Rewrite the data from the line containing "Can you find the kitchen" through the end of the data, changing "wood floor" to "hardwood floor" and keeping everything else the same.

:::

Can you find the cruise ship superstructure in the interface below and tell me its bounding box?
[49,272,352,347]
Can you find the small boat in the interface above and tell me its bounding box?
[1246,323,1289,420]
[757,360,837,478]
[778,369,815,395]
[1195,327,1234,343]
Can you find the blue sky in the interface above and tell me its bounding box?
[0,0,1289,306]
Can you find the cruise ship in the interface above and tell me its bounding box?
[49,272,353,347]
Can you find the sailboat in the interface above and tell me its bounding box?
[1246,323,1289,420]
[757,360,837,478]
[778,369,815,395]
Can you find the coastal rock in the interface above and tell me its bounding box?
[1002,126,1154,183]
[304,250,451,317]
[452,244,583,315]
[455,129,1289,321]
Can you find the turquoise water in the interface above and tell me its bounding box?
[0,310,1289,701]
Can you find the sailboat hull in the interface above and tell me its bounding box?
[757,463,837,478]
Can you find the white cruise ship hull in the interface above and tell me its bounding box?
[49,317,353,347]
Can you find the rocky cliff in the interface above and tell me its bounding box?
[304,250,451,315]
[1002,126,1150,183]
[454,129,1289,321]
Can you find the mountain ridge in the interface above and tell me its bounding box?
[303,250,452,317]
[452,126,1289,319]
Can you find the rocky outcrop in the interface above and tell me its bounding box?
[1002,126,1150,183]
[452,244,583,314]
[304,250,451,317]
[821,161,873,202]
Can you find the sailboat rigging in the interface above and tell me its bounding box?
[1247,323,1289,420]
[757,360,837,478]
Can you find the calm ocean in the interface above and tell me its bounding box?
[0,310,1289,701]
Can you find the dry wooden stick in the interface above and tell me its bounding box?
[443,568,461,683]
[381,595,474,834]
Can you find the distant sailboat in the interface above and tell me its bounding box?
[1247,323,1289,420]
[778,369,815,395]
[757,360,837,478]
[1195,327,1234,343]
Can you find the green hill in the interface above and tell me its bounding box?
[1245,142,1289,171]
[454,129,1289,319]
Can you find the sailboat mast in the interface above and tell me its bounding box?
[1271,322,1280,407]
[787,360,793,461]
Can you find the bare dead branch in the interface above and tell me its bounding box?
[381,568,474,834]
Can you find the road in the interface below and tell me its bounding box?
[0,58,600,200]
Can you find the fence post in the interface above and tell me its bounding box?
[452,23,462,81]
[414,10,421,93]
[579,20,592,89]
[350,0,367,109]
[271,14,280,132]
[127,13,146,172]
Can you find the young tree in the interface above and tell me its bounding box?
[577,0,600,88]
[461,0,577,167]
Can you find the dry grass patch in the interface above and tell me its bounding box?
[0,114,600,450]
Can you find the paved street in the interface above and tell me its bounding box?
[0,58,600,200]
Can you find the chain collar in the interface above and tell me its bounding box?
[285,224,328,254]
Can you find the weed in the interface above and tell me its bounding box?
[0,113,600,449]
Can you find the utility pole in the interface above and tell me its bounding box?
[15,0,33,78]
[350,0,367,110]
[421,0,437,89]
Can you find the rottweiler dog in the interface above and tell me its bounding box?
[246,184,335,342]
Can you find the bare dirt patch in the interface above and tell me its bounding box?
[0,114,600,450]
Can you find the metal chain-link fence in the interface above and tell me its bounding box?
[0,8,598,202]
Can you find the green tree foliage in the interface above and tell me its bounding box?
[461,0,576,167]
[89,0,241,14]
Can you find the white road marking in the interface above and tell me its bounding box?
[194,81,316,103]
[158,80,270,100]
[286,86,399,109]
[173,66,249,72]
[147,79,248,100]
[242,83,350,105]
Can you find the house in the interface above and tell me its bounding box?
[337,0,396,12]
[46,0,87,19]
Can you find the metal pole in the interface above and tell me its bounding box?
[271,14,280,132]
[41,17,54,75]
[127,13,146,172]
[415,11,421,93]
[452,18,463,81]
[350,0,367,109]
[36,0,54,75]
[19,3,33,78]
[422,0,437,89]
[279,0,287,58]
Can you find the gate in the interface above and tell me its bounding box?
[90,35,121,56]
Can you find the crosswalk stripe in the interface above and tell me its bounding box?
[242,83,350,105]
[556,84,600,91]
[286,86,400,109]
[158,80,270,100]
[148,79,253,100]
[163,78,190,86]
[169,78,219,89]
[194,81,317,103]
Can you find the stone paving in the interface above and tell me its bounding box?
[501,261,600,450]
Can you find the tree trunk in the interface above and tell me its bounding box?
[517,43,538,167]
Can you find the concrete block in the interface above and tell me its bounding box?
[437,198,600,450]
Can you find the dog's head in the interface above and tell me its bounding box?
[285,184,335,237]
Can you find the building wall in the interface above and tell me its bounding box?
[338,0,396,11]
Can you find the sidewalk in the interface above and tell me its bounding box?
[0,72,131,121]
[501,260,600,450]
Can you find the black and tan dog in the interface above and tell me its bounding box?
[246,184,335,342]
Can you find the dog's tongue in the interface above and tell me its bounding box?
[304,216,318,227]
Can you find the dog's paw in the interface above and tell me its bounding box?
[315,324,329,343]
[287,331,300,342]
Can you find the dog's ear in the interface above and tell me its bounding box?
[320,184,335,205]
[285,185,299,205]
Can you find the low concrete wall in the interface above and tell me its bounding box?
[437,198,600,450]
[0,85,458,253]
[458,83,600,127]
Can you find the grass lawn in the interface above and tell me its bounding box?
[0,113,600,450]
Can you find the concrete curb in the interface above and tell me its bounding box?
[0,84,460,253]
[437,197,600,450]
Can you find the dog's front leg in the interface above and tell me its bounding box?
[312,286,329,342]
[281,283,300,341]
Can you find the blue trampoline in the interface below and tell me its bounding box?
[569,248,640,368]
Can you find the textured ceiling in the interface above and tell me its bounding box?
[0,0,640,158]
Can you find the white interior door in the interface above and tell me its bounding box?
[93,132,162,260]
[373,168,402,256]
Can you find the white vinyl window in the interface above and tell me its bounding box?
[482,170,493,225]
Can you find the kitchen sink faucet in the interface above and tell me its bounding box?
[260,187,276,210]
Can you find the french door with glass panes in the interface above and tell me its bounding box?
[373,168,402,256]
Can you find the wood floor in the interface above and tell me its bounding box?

:::

■ Reply:
Can you find the kitchen sink faucet in the interface above and tell me its bounding box?
[260,187,276,210]
Can you find the french door with glass panes in the interface above and tell me its bounding box?
[373,168,402,256]
Can you find the hardwood floor in the interface above and tell me its bounding box?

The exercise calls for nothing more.